→ The request:
Copy out every item below word for word, leaving each line unchanged.

→ Data excerpts:
▼▼▼
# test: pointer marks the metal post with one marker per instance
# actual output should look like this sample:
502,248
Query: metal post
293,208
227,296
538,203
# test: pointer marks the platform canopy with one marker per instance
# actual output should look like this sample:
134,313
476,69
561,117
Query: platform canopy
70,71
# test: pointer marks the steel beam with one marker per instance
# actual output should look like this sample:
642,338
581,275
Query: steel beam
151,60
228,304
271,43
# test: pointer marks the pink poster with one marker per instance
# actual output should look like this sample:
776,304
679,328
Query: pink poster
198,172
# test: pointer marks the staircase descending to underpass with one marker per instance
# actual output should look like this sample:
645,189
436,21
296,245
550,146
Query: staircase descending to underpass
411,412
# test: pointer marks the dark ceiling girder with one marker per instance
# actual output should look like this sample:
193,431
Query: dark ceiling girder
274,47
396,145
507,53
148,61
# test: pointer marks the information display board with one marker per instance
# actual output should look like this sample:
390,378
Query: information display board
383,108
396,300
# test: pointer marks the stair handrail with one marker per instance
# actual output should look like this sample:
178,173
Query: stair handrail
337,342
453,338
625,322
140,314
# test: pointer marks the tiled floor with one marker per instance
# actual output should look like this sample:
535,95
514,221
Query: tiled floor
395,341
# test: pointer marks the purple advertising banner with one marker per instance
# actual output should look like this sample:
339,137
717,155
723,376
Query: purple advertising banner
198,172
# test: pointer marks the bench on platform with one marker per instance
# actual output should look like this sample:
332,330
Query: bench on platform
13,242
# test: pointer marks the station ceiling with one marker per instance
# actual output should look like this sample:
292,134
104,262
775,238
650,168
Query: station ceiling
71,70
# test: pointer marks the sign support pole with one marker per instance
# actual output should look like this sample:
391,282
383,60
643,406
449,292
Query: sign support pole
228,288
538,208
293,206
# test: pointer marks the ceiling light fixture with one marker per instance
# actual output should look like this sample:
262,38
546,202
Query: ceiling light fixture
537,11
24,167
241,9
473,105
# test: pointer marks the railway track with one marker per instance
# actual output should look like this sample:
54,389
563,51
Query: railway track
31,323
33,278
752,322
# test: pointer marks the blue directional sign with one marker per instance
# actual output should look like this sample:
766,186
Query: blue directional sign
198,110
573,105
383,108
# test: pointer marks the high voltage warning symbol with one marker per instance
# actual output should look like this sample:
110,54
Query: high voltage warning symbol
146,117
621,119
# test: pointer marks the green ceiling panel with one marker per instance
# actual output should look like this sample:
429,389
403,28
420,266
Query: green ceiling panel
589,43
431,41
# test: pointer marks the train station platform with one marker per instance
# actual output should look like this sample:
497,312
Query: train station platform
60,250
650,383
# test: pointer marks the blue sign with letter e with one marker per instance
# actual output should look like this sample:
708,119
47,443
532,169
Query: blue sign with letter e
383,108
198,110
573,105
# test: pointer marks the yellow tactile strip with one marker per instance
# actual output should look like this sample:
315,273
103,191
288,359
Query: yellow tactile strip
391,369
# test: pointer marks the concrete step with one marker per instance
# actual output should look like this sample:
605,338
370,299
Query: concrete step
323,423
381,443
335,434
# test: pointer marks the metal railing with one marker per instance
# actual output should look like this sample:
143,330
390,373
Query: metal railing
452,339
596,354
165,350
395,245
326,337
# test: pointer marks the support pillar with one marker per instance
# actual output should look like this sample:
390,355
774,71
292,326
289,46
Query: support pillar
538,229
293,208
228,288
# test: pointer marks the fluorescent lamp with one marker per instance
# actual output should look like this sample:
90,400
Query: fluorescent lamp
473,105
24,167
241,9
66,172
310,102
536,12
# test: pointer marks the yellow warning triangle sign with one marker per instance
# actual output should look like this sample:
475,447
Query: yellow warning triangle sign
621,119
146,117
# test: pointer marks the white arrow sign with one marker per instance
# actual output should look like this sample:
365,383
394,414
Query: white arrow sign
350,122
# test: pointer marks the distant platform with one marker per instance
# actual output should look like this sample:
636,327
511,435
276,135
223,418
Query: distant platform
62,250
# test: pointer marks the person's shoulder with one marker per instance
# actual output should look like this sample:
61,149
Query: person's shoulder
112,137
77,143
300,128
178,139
▲▲▲
→ Response for this exercise:
# test: pointer marks the metal post with one marker per instance
# actual output should look like this sample:
502,248
Query: metal post
293,208
227,296
538,203
# test: pointer marks the platform canopy with one marker per instance
# actual output should look like this sample:
134,313
476,69
561,117
Query: platform canopy
70,71
# test: pointer marks the steel beam with one marker per instance
# actual output should look like this sample:
642,338
581,275
Query: steel beam
151,60
228,304
271,43
# test: pointer marks the pink poster with one marker per instance
# actual output should look like this sample:
776,304
679,328
Query: pink poster
198,172
# test: pointer marks the staircase descending to underpass with one marker per instance
# actual output should look like this sample:
645,189
436,21
296,245
550,146
Query: staircase descending to underpass
411,412
# test: pointer marks the dark ceiling girder with one marker per instance
# actual output should look like this sample:
193,431
Query: dark ceiling girder
274,47
396,145
507,53
148,61
# test: pointer marks the information display board with one marker per instance
# actual output should look like this sample:
390,378
Query: information display board
383,108
396,300
# test: pointer marks the stair handrail with one marker per instance
# actual output should look like this sample:
178,173
Query: stair handrail
337,342
453,338
625,322
140,314
# test: pointer marks the tiled floor with one marker per instance
# actual output should look like this sample:
535,95
514,221
Query: tiled floor
395,341
# test: pointer marks the purple advertising banner with one marker per instance
# actual output should look like this sample:
339,137
717,155
723,376
Query: purple advertising banner
198,172
# test: pointer marks the bench on platform with one marker per instance
# actual output should look like this sample:
332,330
Query: bench on platform
13,242
# test: pointer marks the station ceiling with one marker per instance
# actual output should look like this sample:
292,134
104,262
775,238
650,168
Query: station ceiling
71,70
# test: pointer marks the sign support pole with one marker per instance
# actual output should look like this sample:
391,282
383,60
643,406
449,292
Query: sign support pole
228,288
538,208
293,206
# test: pointer marks the ceiling light fixture with one marker per instance
# actual output should look like this sample:
262,38
546,202
Query: ceiling light fixture
537,11
24,167
241,9
473,105
# test: pointer marks the railway track with one marker per instance
# actual output should look like this sample:
54,389
563,51
Query: railway track
31,323
33,278
752,322
# test: pointer marks the blue directional sign with one marker per instance
# actual output should look like this sample:
766,186
Query: blue directional sign
198,110
573,105
383,108
# test: pointer marks the high voltage warning symbol with one marker per instance
# actual output should look like this sample:
110,54
Query: high voltage warning symbol
146,117
621,119
# test: pointer marks the green ceiling panel with one marker per instance
# actual output should look like this sample:
429,389
403,28
420,266
Query: green ceiling panel
589,43
431,41
# test: pointer marks the train station platform with one marker per instance
# actual output should look like this sample:
497,312
Query: train station platform
60,250
650,383
# test: pointer marks the blue sign with letter e with one marker per instance
# actual output should look like this sample:
708,119
47,443
532,169
Query: blue sign with letter e
383,108
198,110
573,105
# test: pointer marks the yellow tactile strip with one marker per instance
# actual output should look like this sample:
315,273
103,191
288,359
Query: yellow tactile strip
391,369
# test: pointer marks the concrete step with one marker per instance
# actual output should look like this sample:
605,338
370,299
Query: concrete step
323,423
381,443
335,434
# test: pointer marks the metal railing with one marker per instance
# actual output should look like this sample:
143,330
390,373
Query: metal railing
452,339
596,354
165,350
395,245
326,337
# test: pointer marks the support pillar with one marker per instance
# actual output should look like this sample:
390,355
774,71
292,326
289,46
Query: support pillar
538,229
293,208
228,288
# test: pointer marks the fluorescent lamp with one marker per instance
# actual output should look like this sample:
90,400
Query: fluorescent lamp
473,105
24,167
241,9
66,172
310,102
536,12
# test: pointer marks the yellow warning triangle sign with one marker per instance
# actual output should look like this sample:
475,447
Query: yellow warning triangle sign
621,119
146,117
# test: pointer marks the white arrow sign with one marker per instance
# actual output should look like this sample:
365,383
394,414
Query: white arrow sign
350,122
# test: pointer marks the distant platform with one marker per instance
# actual output should look like this sample:
636,327
511,435
276,135
223,418
Query: distant platform
62,250
# test: pointer marks the person's shoulder with one marker per instance
# actual output should look like this sample:
61,149
Query: person's shoulder
112,137
77,143
300,128
178,139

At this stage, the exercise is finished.